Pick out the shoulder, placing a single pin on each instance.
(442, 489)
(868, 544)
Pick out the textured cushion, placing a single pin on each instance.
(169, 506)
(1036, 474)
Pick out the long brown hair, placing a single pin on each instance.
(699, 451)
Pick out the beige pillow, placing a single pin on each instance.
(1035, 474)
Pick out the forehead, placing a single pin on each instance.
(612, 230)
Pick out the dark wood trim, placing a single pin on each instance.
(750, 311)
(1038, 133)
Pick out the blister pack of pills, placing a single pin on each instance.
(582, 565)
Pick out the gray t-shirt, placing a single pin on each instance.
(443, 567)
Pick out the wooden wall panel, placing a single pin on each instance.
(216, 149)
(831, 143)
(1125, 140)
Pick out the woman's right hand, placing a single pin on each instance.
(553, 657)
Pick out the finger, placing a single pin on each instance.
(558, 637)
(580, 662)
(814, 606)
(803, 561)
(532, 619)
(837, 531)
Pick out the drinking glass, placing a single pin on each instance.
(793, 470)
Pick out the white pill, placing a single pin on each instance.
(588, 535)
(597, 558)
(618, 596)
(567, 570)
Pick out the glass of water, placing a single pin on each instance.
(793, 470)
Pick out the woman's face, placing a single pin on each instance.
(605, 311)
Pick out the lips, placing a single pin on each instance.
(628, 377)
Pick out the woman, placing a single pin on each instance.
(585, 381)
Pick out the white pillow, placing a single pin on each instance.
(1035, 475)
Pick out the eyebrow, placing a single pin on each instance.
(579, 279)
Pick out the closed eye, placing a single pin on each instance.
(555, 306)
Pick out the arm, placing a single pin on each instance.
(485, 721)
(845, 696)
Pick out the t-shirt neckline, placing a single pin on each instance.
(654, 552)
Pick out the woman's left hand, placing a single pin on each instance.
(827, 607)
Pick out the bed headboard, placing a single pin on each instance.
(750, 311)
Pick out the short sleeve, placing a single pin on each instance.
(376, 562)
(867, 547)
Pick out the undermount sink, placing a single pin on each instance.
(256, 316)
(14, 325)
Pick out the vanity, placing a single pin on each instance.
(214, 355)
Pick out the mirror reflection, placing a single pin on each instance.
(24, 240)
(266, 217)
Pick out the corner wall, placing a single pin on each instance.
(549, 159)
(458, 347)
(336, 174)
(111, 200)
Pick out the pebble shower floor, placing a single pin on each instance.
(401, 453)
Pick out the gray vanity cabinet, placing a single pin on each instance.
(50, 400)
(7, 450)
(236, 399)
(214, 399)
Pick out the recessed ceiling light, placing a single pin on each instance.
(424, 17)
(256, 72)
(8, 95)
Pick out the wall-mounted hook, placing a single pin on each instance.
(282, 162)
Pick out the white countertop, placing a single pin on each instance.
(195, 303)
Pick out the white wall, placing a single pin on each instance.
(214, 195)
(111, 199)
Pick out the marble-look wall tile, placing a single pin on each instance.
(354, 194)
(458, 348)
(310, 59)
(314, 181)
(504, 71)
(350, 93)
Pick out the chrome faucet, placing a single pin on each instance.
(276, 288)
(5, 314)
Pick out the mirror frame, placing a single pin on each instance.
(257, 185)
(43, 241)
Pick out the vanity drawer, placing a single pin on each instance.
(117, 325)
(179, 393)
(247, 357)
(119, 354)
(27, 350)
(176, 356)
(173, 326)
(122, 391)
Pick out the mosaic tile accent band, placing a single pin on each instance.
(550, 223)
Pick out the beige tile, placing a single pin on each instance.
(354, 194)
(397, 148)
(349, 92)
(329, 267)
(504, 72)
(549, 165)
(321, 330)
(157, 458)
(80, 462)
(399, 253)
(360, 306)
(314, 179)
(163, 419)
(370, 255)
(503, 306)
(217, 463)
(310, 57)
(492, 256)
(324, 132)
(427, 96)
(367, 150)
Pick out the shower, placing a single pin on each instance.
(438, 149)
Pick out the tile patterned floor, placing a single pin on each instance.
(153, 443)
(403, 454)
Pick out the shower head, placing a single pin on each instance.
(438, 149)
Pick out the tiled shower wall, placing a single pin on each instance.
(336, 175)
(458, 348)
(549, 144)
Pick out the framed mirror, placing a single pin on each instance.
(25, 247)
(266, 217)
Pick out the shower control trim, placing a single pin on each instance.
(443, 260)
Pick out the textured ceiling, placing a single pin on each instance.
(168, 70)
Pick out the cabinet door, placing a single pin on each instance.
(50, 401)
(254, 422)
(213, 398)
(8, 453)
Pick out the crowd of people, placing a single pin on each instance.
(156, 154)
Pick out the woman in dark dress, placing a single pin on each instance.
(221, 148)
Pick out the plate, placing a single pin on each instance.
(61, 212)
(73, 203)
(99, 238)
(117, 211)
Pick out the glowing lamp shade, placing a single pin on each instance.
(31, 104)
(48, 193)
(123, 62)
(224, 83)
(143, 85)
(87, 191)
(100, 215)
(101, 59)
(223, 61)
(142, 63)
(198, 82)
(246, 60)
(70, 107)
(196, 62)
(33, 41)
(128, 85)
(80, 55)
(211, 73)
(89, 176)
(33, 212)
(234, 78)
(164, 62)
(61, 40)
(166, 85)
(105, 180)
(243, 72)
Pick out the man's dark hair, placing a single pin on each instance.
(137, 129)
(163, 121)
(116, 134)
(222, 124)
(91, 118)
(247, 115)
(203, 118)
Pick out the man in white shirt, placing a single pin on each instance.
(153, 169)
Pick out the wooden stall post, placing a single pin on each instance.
- - - -
Render every line of the records above as a Markdown table with the columns "Index" and "Content", numbering each row in the Index column and leaving out blank lines.

| Index | Content |
|---|---|
| 1 | Pick out the shoulder, placing a single pin on each instance. |
| 2 | (442, 489) |
| 3 | (868, 544) |
| 4 | Pick out the textured cushion, placing a single pin on each instance. |
| 5 | (169, 506) |
| 6 | (1036, 474) |
| 7 | Pick out the long brown hair, placing a single pin on each instance. |
| 8 | (699, 451) |
| 9 | Pick out the beige pillow, placing a single pin on each instance. |
| 10 | (1035, 474) |
| 11 | Pick out the forehead, placing a single pin on each instance. |
| 12 | (612, 230) |
| 13 | Pick out the dark wood trim, placing a single pin on each instance. |
| 14 | (750, 311) |
| 15 | (1038, 133) |
| 16 | Pick out the blister pack of pills, placing a single pin on each instance. |
| 17 | (582, 565) |
| 18 | Pick out the gray t-shirt, placing a single pin on each instance. |
| 19 | (443, 567) |
| 20 | Pick out the wooden wall panel, placing a single pin on each instance. |
| 21 | (216, 149) |
| 22 | (831, 143) |
| 23 | (1125, 140) |
| 24 | Pick out the woman's right hand, placing a single pin on each instance. |
| 25 | (553, 657) |
| 26 | Pick out the finger, placing a single pin on each instance. |
| 27 | (558, 637) |
| 28 | (580, 662) |
| 29 | (814, 606) |
| 30 | (803, 561) |
| 31 | (532, 619) |
| 32 | (837, 531) |
| 33 | Pick out the drinking glass, placing a single pin on each instance. |
| 34 | (793, 470) |
| 35 | Pick out the white pill, placing a single pin on each instance. |
| 36 | (588, 535) |
| 37 | (597, 558) |
| 38 | (618, 596) |
| 39 | (567, 570) |
| 40 | Pick out the glass of water, placing a single pin on each instance. |
| 41 | (793, 470) |
| 42 | Pick out the woman's face, placing a single pin on each instance. |
| 43 | (605, 311) |
| 44 | Pick out the lips, placing a single pin on each instance. |
| 45 | (628, 377) |
| 46 | Pick out the woman, placing a single pin on each instance. |
| 47 | (585, 381) |
| 48 | Pick out the white pillow, placing a single pin on each instance. |
| 49 | (1035, 475) |
| 50 | Pick out the eyebrow, placing a single pin on each instance. |
| 51 | (579, 279) |
| 52 | Pick out the closed eye, placing a single pin on each instance. |
| 53 | (555, 306) |
| 54 | Pick out the arm, placing a single pin on each instance. |
| 55 | (485, 721) |
| 56 | (845, 696) |
| 57 | Pick out the t-shirt neckline, placing a single pin on each instance. |
| 58 | (654, 552) |
| 59 | Pick out the woman's left hand, placing a single pin on each instance. |
| 60 | (827, 607) |
| 61 | Pick out the bed headboard, placing a single pin on each instance. |
| 62 | (750, 311) |
| 63 | Pick out the short sleeve, placing a single pin on each instance. |
| 64 | (376, 562) |
| 65 | (867, 547) |
| 66 | Pick out the undermount sink, placing a single pin on each instance. |
| 67 | (256, 316) |
| 68 | (14, 325) |
| 69 | Pick out the vanity, placing a single pin on each instance. |
| 70 | (214, 355) |
| 71 | Pick out the mirror reflection, placing a single pin on each instance. |
| 72 | (24, 240) |
| 73 | (266, 217) |
| 74 | Pick out the corner wall, placing a single pin on each instance. |
| 75 | (549, 159) |
| 76 | (458, 347) |
| 77 | (336, 174) |
| 78 | (111, 200) |
| 79 | Pick out the pebble shower floor, placing a single pin on each instance. |
| 80 | (401, 453) |
| 81 | Pick out the gray vanity cabinet, placing a single pin on each instance. |
| 82 | (50, 400) |
| 83 | (7, 450) |
| 84 | (236, 399) |
| 85 | (214, 399) |
| 86 | Pick out the recessed ceiling light, placing a single pin on each instance. |
| 87 | (424, 17) |
| 88 | (256, 72) |
| 89 | (8, 95) |
| 90 | Pick out the wall-mounted hook, placing a single pin on each instance. |
| 91 | (282, 162) |
| 92 | Pick out the white countertop, placing a single pin on each instance. |
| 93 | (195, 303) |
| 94 | Pick out the white wall, placing a single pin on each instance. |
| 95 | (214, 195) |
| 96 | (111, 199) |
| 97 | Pick out the marble-look wall tile, placing a single pin on each instance. |
| 98 | (354, 194) |
| 99 | (458, 348) |
| 100 | (310, 59) |
| 101 | (314, 181) |
| 102 | (504, 71) |
| 103 | (350, 93) |
| 104 | Pick out the chrome faucet, placing a single pin on each instance. |
| 105 | (276, 288) |
| 106 | (5, 314) |
| 107 | Pick out the mirror frame, placing a single pin on each instance. |
| 108 | (257, 185) |
| 109 | (43, 241) |
| 110 | Pick out the vanity drawer, placing a single pin on each instance. |
| 111 | (117, 325) |
| 112 | (179, 393) |
| 113 | (247, 357) |
| 114 | (119, 354) |
| 115 | (27, 350) |
| 116 | (176, 356) |
| 117 | (173, 326) |
| 118 | (122, 391) |
| 119 | Pick out the mosaic tile accent band, placing a single pin on each instance. |
| 120 | (550, 223) |
| 121 | Pick out the beige tile, placing a single pin on each instance. |
| 122 | (354, 194) |
| 123 | (397, 148) |
| 124 | (349, 92) |
| 125 | (329, 267) |
| 126 | (504, 72) |
| 127 | (549, 165) |
| 128 | (321, 330) |
| 129 | (157, 458) |
| 130 | (80, 462) |
| 131 | (399, 253) |
| 132 | (360, 306) |
| 133 | (314, 179) |
| 134 | (163, 419) |
| 135 | (370, 255) |
| 136 | (503, 306) |
| 137 | (217, 463) |
| 138 | (310, 57) |
| 139 | (492, 256) |
| 140 | (324, 132) |
| 141 | (427, 96) |
| 142 | (367, 150) |
| 143 | Pick out the shower, placing a single pin on each instance. |
| 144 | (438, 149) |
| 145 | Pick out the tile patterned floor, placing a single pin on each instance. |
| 146 | (153, 443) |
| 147 | (403, 454) |
| 148 | Pick out the shower head, placing a single pin on each instance. |
| 149 | (438, 149) |
| 150 | Pick out the tiled shower wall, placing a single pin on each instance. |
| 151 | (336, 175) |
| 152 | (458, 348) |
| 153 | (549, 144) |
| 154 | Pick out the framed mirror, placing a single pin on each instance. |
| 155 | (25, 247) |
| 156 | (266, 217) |
| 157 | Pick out the shower control trim, placing a single pin on each instance. |
| 158 | (443, 260) |
| 159 | Pick out the textured ceiling, placing a single pin on each instance. |
| 160 | (168, 70) |
| 161 | Pick out the cabinet door, placing a single pin on each instance. |
| 162 | (50, 401) |
| 163 | (254, 422) |
| 164 | (213, 398) |
| 165 | (8, 453) |
| 166 | Pick out the crowd of people, placing a single pin on each instance. |
| 167 | (156, 154) |
| 168 | Pick out the woman in dark dress, placing a single pin on each instance. |
| 169 | (221, 148) |
| 170 | Pick out the plate, placing a single pin on each instance. |
| 171 | (61, 212) |
| 172 | (73, 203) |
| 173 | (99, 238) |
| 174 | (117, 211) |
| 175 | Pick out the glowing lamp shade, placing a single pin on each instance. |
| 176 | (31, 104) |
| 177 | (48, 193) |
| 178 | (123, 62) |
| 179 | (224, 83) |
| 180 | (143, 85) |
| 181 | (87, 191) |
| 182 | (100, 215) |
| 183 | (101, 59) |
| 184 | (223, 61) |
| 185 | (142, 63) |
| 186 | (198, 82) |
| 187 | (246, 60) |
| 188 | (70, 107) |
| 189 | (196, 62) |
| 190 | (33, 41) |
| 191 | (128, 85) |
| 192 | (80, 55) |
| 193 | (211, 73) |
| 194 | (89, 176) |
| 195 | (33, 212) |
| 196 | (234, 78) |
| 197 | (164, 62) |
| 198 | (61, 40) |
| 199 | (166, 85) |
| 200 | (105, 180) |
| 201 | (243, 72) |
| 202 | Pick out the man's dark hair, placing a single pin on each instance. |
| 203 | (137, 129) |
| 204 | (163, 121) |
| 205 | (116, 134) |
| 206 | (222, 124) |
| 207 | (91, 118) |
| 208 | (247, 115) |
| 209 | (203, 118) |
| 210 | Pick out the man in white shirt, placing a single pin on each instance. |
| 211 | (153, 169) |
| 212 | Pick out the wooden stall post, placing a single pin on each instance. |